The full listing below must be printed exactly, word for word.
Data to use: Begin
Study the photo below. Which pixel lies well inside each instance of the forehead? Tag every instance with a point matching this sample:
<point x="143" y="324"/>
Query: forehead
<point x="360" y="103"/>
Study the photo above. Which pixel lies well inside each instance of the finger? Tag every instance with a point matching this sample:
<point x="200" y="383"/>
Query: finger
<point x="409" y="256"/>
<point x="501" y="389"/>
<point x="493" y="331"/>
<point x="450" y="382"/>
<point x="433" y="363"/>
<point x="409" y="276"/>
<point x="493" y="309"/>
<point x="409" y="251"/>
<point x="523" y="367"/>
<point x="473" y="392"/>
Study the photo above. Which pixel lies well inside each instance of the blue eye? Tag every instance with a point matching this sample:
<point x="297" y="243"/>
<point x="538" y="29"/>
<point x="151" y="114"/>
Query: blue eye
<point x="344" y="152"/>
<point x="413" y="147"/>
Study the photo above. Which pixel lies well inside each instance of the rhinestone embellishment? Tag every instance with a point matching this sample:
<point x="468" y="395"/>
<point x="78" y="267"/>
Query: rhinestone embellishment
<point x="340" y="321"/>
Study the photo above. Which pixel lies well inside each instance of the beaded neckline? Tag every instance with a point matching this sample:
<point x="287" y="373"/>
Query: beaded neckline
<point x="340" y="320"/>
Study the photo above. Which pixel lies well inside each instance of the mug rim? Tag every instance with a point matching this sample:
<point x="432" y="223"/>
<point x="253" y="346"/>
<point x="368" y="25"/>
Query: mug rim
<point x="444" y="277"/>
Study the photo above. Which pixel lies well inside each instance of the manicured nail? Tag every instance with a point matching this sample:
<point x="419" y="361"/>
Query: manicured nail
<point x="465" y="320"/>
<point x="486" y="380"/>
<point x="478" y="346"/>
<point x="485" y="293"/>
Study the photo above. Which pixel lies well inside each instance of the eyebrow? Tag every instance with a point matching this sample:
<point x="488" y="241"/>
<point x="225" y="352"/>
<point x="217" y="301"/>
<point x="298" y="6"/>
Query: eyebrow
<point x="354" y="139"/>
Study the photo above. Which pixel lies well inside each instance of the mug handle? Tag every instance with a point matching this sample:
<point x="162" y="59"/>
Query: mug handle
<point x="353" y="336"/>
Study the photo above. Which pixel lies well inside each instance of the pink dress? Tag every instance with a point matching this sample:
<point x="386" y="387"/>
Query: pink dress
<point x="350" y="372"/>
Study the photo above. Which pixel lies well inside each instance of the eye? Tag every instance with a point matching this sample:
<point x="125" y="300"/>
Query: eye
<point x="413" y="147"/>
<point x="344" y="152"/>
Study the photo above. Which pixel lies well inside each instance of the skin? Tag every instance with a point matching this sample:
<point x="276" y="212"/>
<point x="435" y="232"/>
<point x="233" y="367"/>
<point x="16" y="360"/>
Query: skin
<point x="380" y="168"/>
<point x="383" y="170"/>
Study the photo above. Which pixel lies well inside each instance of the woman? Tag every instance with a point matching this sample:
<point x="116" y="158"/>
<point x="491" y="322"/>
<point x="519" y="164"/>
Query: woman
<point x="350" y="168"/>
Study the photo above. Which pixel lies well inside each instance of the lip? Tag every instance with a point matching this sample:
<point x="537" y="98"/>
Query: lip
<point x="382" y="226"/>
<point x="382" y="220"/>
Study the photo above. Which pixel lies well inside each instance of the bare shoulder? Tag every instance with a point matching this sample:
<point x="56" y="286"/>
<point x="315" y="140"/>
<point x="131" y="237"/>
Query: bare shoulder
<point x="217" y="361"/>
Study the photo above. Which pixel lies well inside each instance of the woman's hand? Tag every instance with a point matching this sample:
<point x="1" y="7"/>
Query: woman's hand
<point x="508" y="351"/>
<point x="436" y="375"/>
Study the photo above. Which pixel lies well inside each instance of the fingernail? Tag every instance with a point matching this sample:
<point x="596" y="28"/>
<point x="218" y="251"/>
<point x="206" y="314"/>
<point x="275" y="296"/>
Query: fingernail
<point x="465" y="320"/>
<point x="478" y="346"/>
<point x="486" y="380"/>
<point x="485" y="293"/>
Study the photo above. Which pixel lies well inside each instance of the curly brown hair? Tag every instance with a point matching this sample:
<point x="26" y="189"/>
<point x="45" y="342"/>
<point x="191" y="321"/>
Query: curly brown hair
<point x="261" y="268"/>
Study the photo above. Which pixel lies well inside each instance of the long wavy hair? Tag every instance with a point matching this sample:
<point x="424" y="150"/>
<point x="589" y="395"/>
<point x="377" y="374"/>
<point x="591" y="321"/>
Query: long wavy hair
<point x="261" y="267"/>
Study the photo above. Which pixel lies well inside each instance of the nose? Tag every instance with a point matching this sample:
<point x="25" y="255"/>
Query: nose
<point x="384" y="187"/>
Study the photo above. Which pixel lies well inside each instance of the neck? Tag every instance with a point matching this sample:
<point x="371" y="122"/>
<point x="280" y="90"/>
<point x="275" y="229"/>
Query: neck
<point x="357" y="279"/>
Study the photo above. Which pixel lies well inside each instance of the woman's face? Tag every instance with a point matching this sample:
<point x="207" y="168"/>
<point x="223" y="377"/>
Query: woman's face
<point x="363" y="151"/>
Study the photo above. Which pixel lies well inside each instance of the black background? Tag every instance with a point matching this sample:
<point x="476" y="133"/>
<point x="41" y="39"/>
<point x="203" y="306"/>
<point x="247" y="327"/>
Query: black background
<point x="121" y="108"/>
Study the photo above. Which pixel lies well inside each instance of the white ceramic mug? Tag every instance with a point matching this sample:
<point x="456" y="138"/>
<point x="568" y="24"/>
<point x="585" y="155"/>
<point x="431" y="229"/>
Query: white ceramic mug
Data to use: End
The completed task>
Study the photo below. Which pixel lies well inside each instance of the forehead? Tag every instance with a point matching this sample:
<point x="143" y="324"/>
Query: forehead
<point x="360" y="103"/>
Study the photo above. Which pixel lies well inside each instance of the finger? Tag every instance with a point matching this sample:
<point x="200" y="383"/>
Query: finger
<point x="409" y="256"/>
<point x="501" y="389"/>
<point x="493" y="331"/>
<point x="450" y="382"/>
<point x="433" y="363"/>
<point x="409" y="276"/>
<point x="493" y="309"/>
<point x="409" y="251"/>
<point x="523" y="367"/>
<point x="473" y="392"/>
Study the photo above. Which pixel lies well inside each instance of the blue eye? Tag every instance with a point matching this sample:
<point x="297" y="243"/>
<point x="538" y="29"/>
<point x="151" y="114"/>
Query: blue eye
<point x="344" y="152"/>
<point x="413" y="147"/>
Study the photo above. Which pixel lies well inside each instance of the rhinestone embellishment? Tag every instance with a point matching this sample:
<point x="468" y="395"/>
<point x="78" y="267"/>
Query: rhinestone embellishment
<point x="340" y="321"/>
Study the photo above. Which pixel lies well inside each instance of the beaded neckline? Tag every instance with a point matching this sample:
<point x="287" y="373"/>
Query: beaded neckline
<point x="340" y="320"/>
Study the photo above. Which pixel lies well inside each instance of the mug rim? Tag every instance with a point matching this sample:
<point x="432" y="223"/>
<point x="253" y="346"/>
<point x="368" y="25"/>
Query: mug rim
<point x="444" y="277"/>
Study the photo above. Which pixel lies well inside each instance of the manicured nail? Tag every instance with a point matching this sample:
<point x="419" y="361"/>
Query: manicured nail
<point x="465" y="320"/>
<point x="486" y="380"/>
<point x="478" y="346"/>
<point x="485" y="293"/>
Study the photo above. Which pixel lies well inside each instance of the eyebrow? Tag every instance with a point matching this sample:
<point x="488" y="241"/>
<point x="225" y="352"/>
<point x="217" y="301"/>
<point x="298" y="6"/>
Query: eyebrow
<point x="354" y="139"/>
Study the photo above. Which pixel lies well inside each instance of the mug handle? Tag every instance with a point matching this sample:
<point x="162" y="59"/>
Query: mug handle
<point x="353" y="336"/>
Study the photo above. Which pixel lies well inside each instance of the pink dress? Tag every instance with a point matching this sample:
<point x="386" y="387"/>
Query: pink dress
<point x="350" y="372"/>
Study the photo above. Which pixel lies well inside each instance of the eye? Tag every instance with a point matching this sample:
<point x="125" y="300"/>
Query: eye
<point x="413" y="147"/>
<point x="344" y="152"/>
Study the photo above. Which pixel lies well inside each instance of the skin? Tag every instance with a point matching this sample:
<point x="276" y="212"/>
<point x="435" y="232"/>
<point x="233" y="367"/>
<point x="16" y="360"/>
Query: skin
<point x="380" y="168"/>
<point x="383" y="170"/>
Study the photo above. Which pixel lies well inside each instance of the woman? Tag every instance with a point matching this sample:
<point x="116" y="158"/>
<point x="491" y="322"/>
<point x="519" y="164"/>
Query: woman
<point x="350" y="168"/>
Study the photo above. Which pixel lies well inside each instance of the lip? Tag every instance with a point matching this sample:
<point x="537" y="98"/>
Query: lip
<point x="382" y="226"/>
<point x="382" y="220"/>
Study the photo above. Which pixel lies well inside each instance of the bare shoulder? Tag every instance with a point matching this sample:
<point x="56" y="286"/>
<point x="315" y="140"/>
<point x="131" y="237"/>
Query: bare shoulder
<point x="217" y="361"/>
Study the photo above. Which pixel lies well inside each instance of the woman's hand? Tag every instance with a point matching this sample:
<point x="1" y="7"/>
Query: woman's hand
<point x="508" y="351"/>
<point x="436" y="375"/>
Study the photo above. Which pixel lies well inside each instance of the fingernail? Tag every instance with a point matching this sample:
<point x="596" y="28"/>
<point x="218" y="251"/>
<point x="206" y="314"/>
<point x="275" y="296"/>
Query: fingernail
<point x="465" y="320"/>
<point x="478" y="346"/>
<point x="486" y="380"/>
<point x="485" y="293"/>
Study the photo above. Which pixel lies well inside each instance of the curly brown hair? Tag every instance with a point matching this sample:
<point x="26" y="189"/>
<point x="45" y="342"/>
<point x="191" y="321"/>
Query: curly brown hair
<point x="261" y="268"/>
Study the photo above. Which pixel lies well inside each instance of the long wavy hair? Tag every instance with a point matching this sample:
<point x="424" y="150"/>
<point x="589" y="395"/>
<point x="377" y="374"/>
<point x="591" y="321"/>
Query: long wavy hair
<point x="261" y="267"/>
Study the photo above. Which pixel lies well inside each instance of the nose? Tag every instance with a point matching this sample:
<point x="25" y="255"/>
Query: nose
<point x="384" y="187"/>
Study the photo above. Which pixel lies well inside each instance of the neck? Tag every instance with a point matching this sample:
<point x="371" y="122"/>
<point x="280" y="90"/>
<point x="275" y="229"/>
Query: neck
<point x="357" y="279"/>
Study the photo above. Which pixel lies well inside each instance of the woman's face? Tag every instance with a point matching this sample:
<point x="207" y="168"/>
<point x="223" y="377"/>
Query: woman's face
<point x="363" y="151"/>
Study the photo above. Which pixel lies well inside each instance of the black background? Tag every instance with a point matching this sample:
<point x="476" y="133"/>
<point x="41" y="39"/>
<point x="203" y="306"/>
<point x="247" y="327"/>
Query: black background
<point x="121" y="108"/>
Study the photo above. Which pixel lies well inside each instance of the white ceramic mug? Tag every instance with a point matching this sample:
<point x="456" y="138"/>
<point x="568" y="24"/>
<point x="585" y="155"/>
<point x="431" y="229"/>
Query: white ceramic mug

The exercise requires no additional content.